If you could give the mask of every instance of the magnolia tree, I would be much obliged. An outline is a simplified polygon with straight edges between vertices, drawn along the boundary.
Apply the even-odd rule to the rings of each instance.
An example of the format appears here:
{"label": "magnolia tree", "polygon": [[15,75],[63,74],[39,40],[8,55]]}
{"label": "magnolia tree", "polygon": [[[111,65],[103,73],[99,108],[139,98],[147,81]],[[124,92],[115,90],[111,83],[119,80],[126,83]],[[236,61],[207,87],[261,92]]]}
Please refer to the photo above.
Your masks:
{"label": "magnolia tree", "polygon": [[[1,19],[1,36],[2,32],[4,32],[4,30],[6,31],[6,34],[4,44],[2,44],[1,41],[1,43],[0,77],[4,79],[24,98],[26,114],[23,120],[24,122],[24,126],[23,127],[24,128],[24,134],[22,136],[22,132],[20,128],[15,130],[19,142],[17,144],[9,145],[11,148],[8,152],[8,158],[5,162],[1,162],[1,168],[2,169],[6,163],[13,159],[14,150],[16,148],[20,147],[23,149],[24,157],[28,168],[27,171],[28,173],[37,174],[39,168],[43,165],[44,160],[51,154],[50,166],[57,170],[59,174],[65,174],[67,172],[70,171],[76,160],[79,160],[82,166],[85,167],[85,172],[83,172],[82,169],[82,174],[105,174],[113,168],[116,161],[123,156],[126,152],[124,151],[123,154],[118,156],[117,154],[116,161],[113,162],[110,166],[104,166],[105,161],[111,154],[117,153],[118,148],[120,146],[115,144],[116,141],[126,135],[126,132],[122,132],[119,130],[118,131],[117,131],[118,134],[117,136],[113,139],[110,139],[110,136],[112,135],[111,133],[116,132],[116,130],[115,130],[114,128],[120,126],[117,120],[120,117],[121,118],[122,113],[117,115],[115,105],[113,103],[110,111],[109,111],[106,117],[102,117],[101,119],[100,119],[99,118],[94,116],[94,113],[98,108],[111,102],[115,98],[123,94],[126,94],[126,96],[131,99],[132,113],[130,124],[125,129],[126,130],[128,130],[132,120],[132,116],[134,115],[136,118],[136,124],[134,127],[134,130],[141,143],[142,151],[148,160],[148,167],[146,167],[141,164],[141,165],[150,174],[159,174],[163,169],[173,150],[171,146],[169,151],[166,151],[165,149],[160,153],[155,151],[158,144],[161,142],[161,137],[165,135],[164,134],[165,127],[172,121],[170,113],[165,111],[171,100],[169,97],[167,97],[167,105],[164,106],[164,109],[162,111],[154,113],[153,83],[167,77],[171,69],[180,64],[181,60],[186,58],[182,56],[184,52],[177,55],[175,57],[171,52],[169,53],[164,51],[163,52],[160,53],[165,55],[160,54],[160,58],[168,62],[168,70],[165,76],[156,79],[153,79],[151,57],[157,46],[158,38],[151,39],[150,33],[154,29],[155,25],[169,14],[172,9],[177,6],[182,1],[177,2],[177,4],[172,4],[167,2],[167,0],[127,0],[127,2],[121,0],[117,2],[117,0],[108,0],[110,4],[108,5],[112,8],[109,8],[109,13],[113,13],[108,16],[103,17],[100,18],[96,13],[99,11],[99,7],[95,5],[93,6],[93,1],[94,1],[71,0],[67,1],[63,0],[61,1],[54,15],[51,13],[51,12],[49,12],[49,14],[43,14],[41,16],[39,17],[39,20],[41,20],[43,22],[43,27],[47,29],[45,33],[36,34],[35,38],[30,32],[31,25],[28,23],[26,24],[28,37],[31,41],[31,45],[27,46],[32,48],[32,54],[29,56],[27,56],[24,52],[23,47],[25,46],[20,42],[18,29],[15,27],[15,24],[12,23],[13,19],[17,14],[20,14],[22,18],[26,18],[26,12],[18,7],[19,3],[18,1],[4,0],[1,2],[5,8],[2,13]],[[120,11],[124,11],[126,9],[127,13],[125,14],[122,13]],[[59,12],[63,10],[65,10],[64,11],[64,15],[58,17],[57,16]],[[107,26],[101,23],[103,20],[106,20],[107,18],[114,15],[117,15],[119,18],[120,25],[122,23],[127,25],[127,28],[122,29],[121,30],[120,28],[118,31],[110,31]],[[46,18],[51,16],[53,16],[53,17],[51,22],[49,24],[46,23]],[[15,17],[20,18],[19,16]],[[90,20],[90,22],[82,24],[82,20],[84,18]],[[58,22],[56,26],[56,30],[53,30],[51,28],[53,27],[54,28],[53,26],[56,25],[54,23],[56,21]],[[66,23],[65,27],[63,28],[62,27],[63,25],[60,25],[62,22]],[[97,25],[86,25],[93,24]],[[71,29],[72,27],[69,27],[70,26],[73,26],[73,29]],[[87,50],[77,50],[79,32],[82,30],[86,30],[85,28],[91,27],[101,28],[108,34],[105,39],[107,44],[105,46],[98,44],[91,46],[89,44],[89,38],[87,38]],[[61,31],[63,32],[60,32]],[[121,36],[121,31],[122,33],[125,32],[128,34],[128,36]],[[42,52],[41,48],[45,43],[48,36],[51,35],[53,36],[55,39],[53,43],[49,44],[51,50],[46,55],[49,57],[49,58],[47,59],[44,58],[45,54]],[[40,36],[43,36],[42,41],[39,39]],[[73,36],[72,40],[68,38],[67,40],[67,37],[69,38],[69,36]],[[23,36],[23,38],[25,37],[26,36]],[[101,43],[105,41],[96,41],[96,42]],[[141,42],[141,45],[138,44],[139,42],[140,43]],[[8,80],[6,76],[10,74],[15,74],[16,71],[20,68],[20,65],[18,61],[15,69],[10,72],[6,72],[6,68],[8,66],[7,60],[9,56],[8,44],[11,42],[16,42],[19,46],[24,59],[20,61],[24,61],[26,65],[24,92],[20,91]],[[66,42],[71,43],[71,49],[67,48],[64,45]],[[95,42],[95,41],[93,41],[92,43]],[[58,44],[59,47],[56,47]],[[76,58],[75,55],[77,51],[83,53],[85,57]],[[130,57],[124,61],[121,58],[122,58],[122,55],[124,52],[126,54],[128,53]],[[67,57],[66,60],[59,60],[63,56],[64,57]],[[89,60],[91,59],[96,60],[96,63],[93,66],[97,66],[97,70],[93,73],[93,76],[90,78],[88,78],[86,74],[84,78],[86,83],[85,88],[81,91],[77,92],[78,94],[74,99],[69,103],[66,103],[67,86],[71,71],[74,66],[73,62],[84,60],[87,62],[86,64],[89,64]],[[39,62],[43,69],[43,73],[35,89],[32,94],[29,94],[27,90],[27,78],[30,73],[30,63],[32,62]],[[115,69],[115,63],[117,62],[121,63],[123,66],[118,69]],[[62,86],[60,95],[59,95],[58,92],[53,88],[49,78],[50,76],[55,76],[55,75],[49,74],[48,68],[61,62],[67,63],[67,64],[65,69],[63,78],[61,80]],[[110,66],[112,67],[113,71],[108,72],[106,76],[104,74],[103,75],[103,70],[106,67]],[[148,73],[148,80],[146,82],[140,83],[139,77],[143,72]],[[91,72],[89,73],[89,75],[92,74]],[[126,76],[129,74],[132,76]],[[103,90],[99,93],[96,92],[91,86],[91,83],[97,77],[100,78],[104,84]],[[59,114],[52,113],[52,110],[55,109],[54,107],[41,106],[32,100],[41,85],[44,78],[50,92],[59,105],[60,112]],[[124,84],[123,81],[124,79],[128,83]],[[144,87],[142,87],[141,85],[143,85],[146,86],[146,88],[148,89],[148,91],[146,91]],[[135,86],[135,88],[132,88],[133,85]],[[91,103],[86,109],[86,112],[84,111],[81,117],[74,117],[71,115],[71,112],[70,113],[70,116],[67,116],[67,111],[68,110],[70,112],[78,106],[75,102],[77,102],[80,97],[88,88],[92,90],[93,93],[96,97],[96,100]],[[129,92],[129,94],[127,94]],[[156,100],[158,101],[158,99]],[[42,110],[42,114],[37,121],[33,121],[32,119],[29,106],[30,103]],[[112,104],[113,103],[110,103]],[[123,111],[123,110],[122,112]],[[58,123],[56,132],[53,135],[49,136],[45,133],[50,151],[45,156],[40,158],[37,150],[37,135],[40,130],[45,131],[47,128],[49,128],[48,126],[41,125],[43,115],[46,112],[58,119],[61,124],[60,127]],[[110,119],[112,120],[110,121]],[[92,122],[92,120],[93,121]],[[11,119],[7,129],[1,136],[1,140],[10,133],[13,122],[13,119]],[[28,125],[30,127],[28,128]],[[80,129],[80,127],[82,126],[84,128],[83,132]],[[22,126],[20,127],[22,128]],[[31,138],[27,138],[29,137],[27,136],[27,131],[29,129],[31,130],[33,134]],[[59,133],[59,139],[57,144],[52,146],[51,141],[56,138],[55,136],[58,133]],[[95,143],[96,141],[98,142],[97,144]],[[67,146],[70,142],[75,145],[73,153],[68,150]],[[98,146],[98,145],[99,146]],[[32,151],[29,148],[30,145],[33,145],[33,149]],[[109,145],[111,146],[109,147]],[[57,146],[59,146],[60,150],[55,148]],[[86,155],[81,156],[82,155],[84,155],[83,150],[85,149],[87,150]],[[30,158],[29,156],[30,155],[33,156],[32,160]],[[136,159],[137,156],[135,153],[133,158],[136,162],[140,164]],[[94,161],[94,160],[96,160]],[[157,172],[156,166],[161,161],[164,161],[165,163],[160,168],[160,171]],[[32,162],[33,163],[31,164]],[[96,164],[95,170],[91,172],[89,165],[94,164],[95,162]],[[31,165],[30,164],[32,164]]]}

= = = = =

SHORT PROBLEM:
List each line from the rows above that contains the word "instance", where case counts.

FULL RESPONSE:
If you could give the mask of every instance of the magnolia tree, I would be much obliged. An outline is a simplified polygon with straight edges between vertices, drawn along the boundary.
Apply the even-odd rule to the rings of each instance.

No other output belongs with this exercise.